== Text to read
Written Ministerial Statements
Tuesday 18 October 2011
Air Passenger Duty (Northern Ireland)
From 1 November 2011, the rate of APD for direct long-haul passengers departing from airports in Northern Ireland will be cut to the short-haul rate, which is currently £12 in economy and £24 in business and first class.
This measure is a response to the unique challenge facing Northern Ireland and is designed to ensure local airports remain competitive, demonstrating the Government’s commitment to stimulating and rebalancing the Northern Ireland economy.
In parallel the Government are also launching a process for the devolution of aspects of APD to the Northern Ireland Assembly to provide a lasting solution to the unique circumstances Northern Ireland faces.
Devolution of APD to Northern Ireland will require primary legislation. The precise scope of devolution will be agreed in close consultation with the Northern Ireland Executive.
UK's Counter-Terrorist Asset-Freezing Regime
Under the Terrorist Asset-Freezing etc. Act 2010 (the Act), the Treasury is required to report quarterly to Parliament on the operation of the UK’s asset-freezing regime mandated by UN Security Council Resolution 1373.
This is the third report under the Act and it covers the period from 1 July 2011 to 30 September 20111.
This report also covers the UK implementation of the UN al-Qaeda asset-freezing regime.
As of 30 September 2011, a total of just over £200,0002 of funds were held frozen in the UK. This covers funds frozen under the UK’s domestic terrorist asset-freezing regime, mandated by UN Security Council Resolution 1373, and also funds frozen under the UN al-Qaeda asset-freezing regime, mandated by UN Security Council Resolution 1989.
(1) UK’s domestic terrorist asset freezing regime under the Terrorist Asset-Freezing etc. Act 2010
As of 30 September 2011, a total of 84 accounts containing just over £100,000 were frozen in the UK under the domestic terrorist asset-freezing regime. No new accounts were frozen during the quarter.
Operation of the Terrorist Asset-Freezing etc. Act 2010
Asset-freezing designations and reviews
In the period from 1 July 2011 to 30 September 2011, the Treasury made no new designations under the Act. No reviews of existing designations were completed during the quarter.
A total of 10 licences were issued this quarter under the Act in relation to six persons subject to an asset-freeze.
In addition to issuing licences relating to a specific person, the Treasury may also issue general licences, which apply to all persons designated under a particular regime or regimes.
No general licences were issued this quarter under the Act.
Two legal challenges against designations made under both the Terrorism (United Nations Measures) Order 2009 and the Act were ongoing in the quarter covered by this report.
(2) UN Al-Qaeda Asset-Freezing Regime
The UN al-Qaeda asset-freezing regime, established under UNSCR 1267, is implemented in the UK by Council Regulation (EC) No 881/2002. Following the split of the UNSCR 1267 al-Qaeda and Taliban regime into two separate regimes in June, this quarterly report will cover just the UN al-Qaeda regime mandated by UNSCR 1989.
As of 30 September 2011, a total of 41 accounts containing just over £100,0003 were frozen in the UK under the al-Qaeda asset-freezing regime. The unfreezing of 43 accounts since the previous quarter was a result of a number of delistings by the UN (see the listings section below).
During this quarter, the EU added six people and two entities to the list in annex I to Council Regulation (EC) No 881/2002.
Six people and three entities were delisted during the quarter. Of these, five individuals and three entities had UK connections.
====
__Problem 1__: According to the ministerial statements, how many accounts were frozen in the UK under the domestic terrorist asset-freezing regime as of 30 September 2011?
The ministerial statements and the entries that follow them come from unrelated sources.
== Given data
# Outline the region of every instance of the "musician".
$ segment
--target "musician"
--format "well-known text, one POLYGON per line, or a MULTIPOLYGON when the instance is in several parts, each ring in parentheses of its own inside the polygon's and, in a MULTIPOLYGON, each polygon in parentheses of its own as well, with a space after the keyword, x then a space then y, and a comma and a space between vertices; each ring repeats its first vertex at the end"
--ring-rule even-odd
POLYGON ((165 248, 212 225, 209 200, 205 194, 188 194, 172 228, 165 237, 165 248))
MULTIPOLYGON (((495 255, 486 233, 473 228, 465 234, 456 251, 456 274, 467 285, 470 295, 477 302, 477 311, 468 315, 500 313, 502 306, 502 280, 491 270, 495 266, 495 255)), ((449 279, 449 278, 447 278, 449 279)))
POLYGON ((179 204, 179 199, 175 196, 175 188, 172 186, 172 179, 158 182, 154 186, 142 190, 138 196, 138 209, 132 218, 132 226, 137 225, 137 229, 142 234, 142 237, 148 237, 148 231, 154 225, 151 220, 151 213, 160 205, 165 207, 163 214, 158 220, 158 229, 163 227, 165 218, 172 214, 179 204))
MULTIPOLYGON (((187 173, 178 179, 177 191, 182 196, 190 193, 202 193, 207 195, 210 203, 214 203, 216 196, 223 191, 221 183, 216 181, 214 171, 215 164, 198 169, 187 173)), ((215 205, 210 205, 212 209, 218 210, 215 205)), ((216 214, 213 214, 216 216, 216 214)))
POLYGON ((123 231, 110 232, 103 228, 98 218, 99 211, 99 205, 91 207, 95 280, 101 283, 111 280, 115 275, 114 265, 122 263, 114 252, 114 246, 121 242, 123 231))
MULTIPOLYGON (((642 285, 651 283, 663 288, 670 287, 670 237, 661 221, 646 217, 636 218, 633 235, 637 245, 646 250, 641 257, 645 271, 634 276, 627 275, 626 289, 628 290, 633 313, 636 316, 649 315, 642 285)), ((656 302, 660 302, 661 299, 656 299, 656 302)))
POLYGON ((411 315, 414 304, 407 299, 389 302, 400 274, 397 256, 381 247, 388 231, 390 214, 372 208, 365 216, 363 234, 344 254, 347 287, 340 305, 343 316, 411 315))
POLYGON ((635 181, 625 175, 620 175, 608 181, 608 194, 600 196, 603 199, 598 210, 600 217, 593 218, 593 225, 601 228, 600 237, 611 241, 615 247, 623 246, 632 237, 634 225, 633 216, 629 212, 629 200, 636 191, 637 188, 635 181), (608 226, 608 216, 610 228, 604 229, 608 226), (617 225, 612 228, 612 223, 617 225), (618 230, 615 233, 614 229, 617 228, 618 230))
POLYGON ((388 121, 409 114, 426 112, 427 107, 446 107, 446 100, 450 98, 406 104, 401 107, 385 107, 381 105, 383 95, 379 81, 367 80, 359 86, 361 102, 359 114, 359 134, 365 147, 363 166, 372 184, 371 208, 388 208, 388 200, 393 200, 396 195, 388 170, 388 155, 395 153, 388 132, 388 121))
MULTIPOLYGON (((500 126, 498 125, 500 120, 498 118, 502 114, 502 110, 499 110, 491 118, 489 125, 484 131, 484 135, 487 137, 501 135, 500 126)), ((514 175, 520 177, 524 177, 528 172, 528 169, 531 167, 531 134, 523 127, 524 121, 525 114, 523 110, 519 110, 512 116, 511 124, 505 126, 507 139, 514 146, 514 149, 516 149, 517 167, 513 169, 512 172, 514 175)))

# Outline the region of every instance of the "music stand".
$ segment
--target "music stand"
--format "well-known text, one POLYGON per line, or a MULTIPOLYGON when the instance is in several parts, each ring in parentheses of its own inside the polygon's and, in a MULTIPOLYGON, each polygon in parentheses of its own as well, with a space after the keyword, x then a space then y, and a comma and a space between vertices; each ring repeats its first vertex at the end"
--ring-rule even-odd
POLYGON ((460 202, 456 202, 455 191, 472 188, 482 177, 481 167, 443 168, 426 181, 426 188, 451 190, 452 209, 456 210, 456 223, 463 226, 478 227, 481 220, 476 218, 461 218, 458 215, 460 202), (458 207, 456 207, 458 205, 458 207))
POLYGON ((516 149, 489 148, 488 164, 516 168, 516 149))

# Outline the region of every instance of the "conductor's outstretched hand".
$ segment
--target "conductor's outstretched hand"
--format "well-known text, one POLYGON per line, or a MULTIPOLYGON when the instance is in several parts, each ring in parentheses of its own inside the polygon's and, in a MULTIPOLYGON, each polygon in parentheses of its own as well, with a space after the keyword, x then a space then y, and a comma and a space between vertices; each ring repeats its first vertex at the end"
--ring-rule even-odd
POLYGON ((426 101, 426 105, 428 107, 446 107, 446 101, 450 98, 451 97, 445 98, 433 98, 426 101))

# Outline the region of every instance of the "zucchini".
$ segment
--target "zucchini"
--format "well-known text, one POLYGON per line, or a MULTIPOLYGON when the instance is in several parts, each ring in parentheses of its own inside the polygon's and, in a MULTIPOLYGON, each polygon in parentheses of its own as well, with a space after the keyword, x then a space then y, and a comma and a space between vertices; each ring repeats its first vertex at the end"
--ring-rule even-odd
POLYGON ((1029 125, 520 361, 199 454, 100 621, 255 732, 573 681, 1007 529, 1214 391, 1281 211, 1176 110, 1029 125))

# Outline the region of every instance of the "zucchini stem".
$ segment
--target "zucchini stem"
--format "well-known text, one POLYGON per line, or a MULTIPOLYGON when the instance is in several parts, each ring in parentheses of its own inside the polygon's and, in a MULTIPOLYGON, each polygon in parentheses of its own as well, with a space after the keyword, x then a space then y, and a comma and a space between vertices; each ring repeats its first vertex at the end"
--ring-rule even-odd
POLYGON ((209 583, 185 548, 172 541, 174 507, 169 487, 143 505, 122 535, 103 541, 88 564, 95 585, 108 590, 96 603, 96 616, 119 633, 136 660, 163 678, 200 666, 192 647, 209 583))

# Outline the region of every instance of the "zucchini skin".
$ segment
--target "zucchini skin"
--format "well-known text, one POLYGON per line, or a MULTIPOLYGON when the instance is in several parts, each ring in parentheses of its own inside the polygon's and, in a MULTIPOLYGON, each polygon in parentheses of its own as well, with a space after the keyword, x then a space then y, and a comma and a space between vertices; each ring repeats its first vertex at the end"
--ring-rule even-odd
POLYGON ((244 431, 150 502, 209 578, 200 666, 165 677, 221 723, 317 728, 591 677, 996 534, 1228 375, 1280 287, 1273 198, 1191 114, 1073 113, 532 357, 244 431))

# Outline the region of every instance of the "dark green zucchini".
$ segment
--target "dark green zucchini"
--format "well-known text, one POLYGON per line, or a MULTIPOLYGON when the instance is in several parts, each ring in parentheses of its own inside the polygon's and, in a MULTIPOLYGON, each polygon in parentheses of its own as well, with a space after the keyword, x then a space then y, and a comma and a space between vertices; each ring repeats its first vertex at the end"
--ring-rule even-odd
====
__Problem 2__: Render the entries, from their first line through the line containing "POLYGON ((165 248, 212" inclusive, as a Markdown table with the columns n and Line. Give each line its row number, and leave out blank lines.

__Exercise output 1__: 84 accounts were frozen.

__Exercise output 2__:
| n | Line |
|---|---|
| 1 | # Outline the region of every instance of the "musician". |
| 2 | $ segment |
| 3 | --target "musician" |
| 4 | --format "well-known text, one POLYGON per line, or a MULTIPOLYGON when the instance is in several parts, each ring in parentheses of its own inside the polygon's and, in a MULTIPOLYGON, each polygon in parentheses of its own as well, with a space after the keyword, x then a space then y, and a comma and a space between vertices; each ring repeats its first vertex at the end" |
| 5 | --ring-rule even-odd |
| 6 | POLYGON ((165 248, 212 225, 209 200, 205 194, 188 194, 172 228, 165 237, 165 248)) |